Excerpts of location labeling data
** start **
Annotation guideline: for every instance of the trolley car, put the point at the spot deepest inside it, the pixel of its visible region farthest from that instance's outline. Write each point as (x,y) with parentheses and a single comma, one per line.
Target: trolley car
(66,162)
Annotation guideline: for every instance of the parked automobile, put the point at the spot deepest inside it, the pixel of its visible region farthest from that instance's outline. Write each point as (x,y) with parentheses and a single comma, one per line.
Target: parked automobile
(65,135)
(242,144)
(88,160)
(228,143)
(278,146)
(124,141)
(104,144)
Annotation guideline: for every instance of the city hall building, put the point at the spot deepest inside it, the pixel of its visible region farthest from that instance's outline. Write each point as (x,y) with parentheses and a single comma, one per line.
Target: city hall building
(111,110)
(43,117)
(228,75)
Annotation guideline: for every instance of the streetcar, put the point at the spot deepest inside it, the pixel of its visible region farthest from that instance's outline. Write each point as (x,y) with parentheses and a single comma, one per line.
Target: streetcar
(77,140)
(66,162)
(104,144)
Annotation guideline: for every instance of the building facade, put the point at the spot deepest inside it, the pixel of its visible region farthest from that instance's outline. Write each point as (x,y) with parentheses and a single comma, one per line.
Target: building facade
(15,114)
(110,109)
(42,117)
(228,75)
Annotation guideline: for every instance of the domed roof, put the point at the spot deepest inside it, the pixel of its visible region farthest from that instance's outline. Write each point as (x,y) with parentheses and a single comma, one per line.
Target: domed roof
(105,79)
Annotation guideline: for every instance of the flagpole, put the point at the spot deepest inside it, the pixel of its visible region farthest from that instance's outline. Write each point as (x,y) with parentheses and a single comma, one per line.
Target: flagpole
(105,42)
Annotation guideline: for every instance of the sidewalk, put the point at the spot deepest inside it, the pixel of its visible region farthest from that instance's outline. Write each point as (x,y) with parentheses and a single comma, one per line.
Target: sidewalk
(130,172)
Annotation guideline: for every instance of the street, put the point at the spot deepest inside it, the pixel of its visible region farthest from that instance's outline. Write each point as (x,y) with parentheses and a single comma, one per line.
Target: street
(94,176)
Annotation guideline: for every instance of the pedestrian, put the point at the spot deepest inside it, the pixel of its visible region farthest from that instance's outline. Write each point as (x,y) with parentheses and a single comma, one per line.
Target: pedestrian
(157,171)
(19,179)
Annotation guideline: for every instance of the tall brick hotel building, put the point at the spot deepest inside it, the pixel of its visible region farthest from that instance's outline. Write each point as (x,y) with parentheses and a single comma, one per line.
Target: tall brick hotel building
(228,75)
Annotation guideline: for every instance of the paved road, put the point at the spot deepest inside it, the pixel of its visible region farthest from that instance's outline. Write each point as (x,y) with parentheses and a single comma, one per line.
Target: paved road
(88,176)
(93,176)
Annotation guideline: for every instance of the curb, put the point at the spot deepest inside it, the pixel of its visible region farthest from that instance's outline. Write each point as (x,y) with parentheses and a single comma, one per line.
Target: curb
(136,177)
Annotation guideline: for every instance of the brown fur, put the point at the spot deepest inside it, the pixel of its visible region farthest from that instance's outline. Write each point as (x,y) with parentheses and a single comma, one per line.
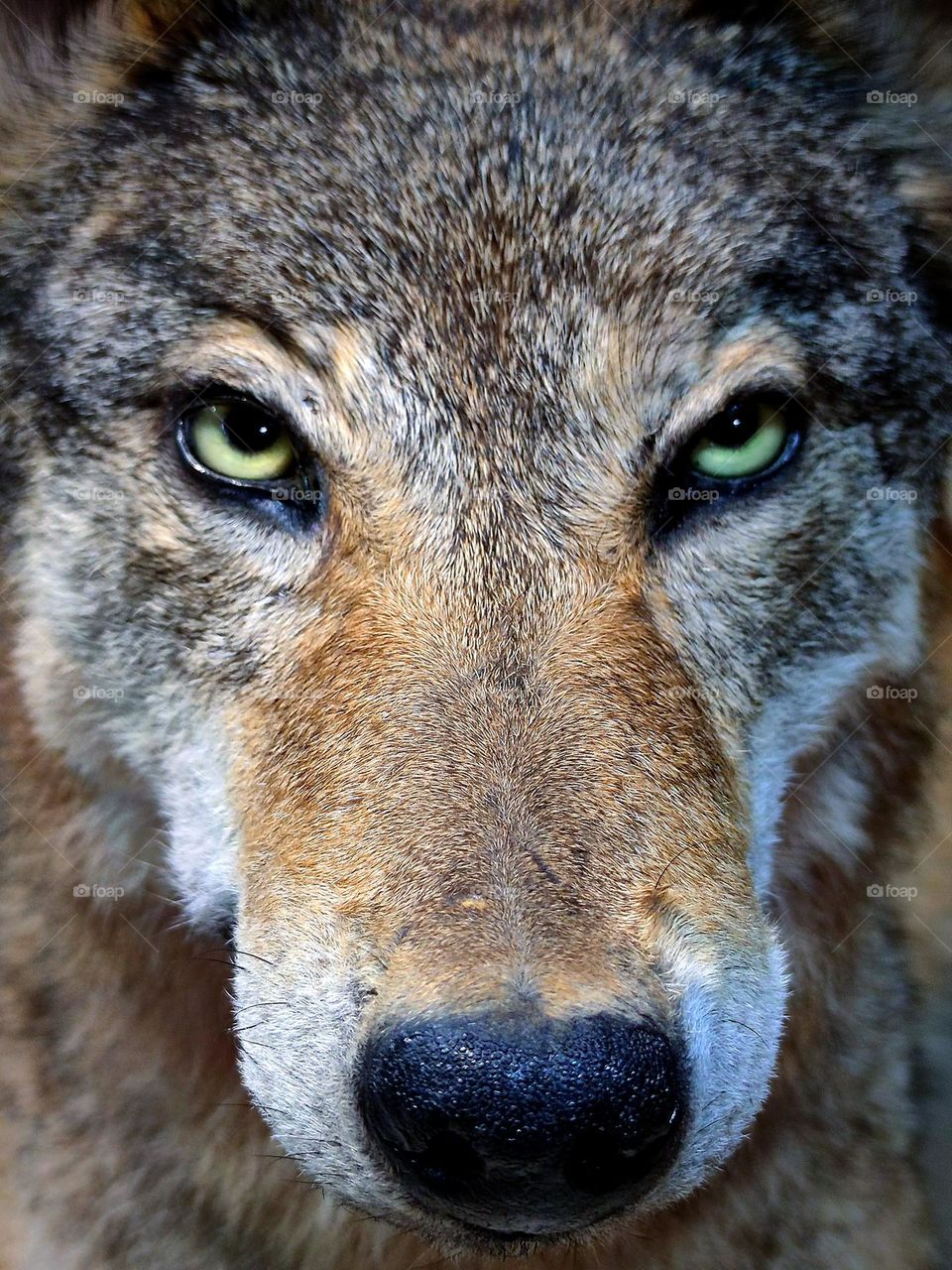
** end **
What you need to do: Could you quote all of the material above word for word, from its first line to its last, while omitting any pictures?

The solution:
Annotation guideline: for every instance of the trolley car, put the point at the spot deepest inside it, the pixel of its visible region farthest from that instance's outline. Write each point as (x,y) with parentheses and a single comma, one per line.
Target: trolley car
(66,162)
Annotation guideline: for every instance of the parked automobile, put the point at the spot deepest inside it, the pixel of its visible region farthest from that instance's outline. Write each point as (x,y) with parentheses and a single comma, one per line.
Target: parked automobile
(65,135)
(242,144)
(88,160)
(228,143)
(278,146)
(124,141)
(104,144)
Annotation guideline: for every instance of the city hall building, put the point at the spot deepest inside it, the pixel of its visible region farthest from that instance's outline. Write each point as (x,y) with parentheses and a single comma, one per line.
Target: city hall building
(111,110)
(43,117)
(228,75)
Annotation guideline: for every instance of the streetcar, put the point at the spot deepest inside it, the pixel of its visible region farthest from that instance's outline. Write each point as (x,y) with parentheses and a single comma, one per line.
Target: streetcar
(77,140)
(66,162)
(104,144)
Annotation guideline: for every instance of the building facade, put the point at the spot deepest inside it, the pixel of its visible region farthest from that instance's outline. Write each point as (x,y) with parentheses and a single comma, one per line.
Target: building facade
(15,114)
(110,109)
(42,117)
(228,75)
Annotation guideline: for every instance of the domed roof, put the point at the spot deepest inside it, the pixel of its visible region farthest from that instance's outline. Write each point as (x,y) with parentheses and a single comma, one per line.
Target: domed roof
(105,79)
Annotation guideline: for every instance of the flagpole, put the point at the spot deepest inside it, the pixel of its visible region farthest from that instance's outline. Write each point as (x,y) with parentheses and a single comma, one per line.
Target: flagpole
(105,42)
Annotation guideline: for every instance of the sidewalk, put the point at the spot deepest inside it, the pixel of its visible region farthest from that instance's outline. Write each point as (x,y) with parentheses and a single comma, one per line.
Target: sidewalk
(130,172)
Annotation guideline: for every instance of the street, put the point at the spot deepest inside it, the pixel of its visible region farthest from that instance's outline. Write each point as (x,y) with parentheses and a single comma, one per line.
Target: street
(94,176)
Annotation guideline: for every instance of the pedestrian, put the point at the spot deepest inside it, the pixel of its visible region farthest from that instance's outline. Write each point as (x,y) with parentheses and a single comma, one per line.
Target: pedestrian
(157,171)
(19,179)
Annotation guideline: for every instance of the tall brick hotel building, put the point at the spot deepest inside it, the pixel of its visible region farthest from that instance's outline. Write each point as (x,y) with parentheses and a single comma, one per line.
Target: tall brick hotel building
(228,75)
Annotation guideline: for every instance of the paved road, put the point at the spot deepest inside it, the pixel of its visible region farthest from that instance's outline. Write each point as (x,y) with parentheses and a single comma, one per line.
Target: paved road
(88,176)
(93,176)
Annotation guideline: for every instance of the curb, put the point at the spot deepest inside it, the pixel of its visible region farthest from that instance's outline. Write each point as (x,y) with parentheses and a single comma, one per line.
Target: curb
(136,177)
Annotation guideline: for every instance of the brown fur, put the point at the spot deepest inside it, the pixel of its visible region farthest from that instance's outline. Write each point as (x,y) with parentheses and a single comma, one per line.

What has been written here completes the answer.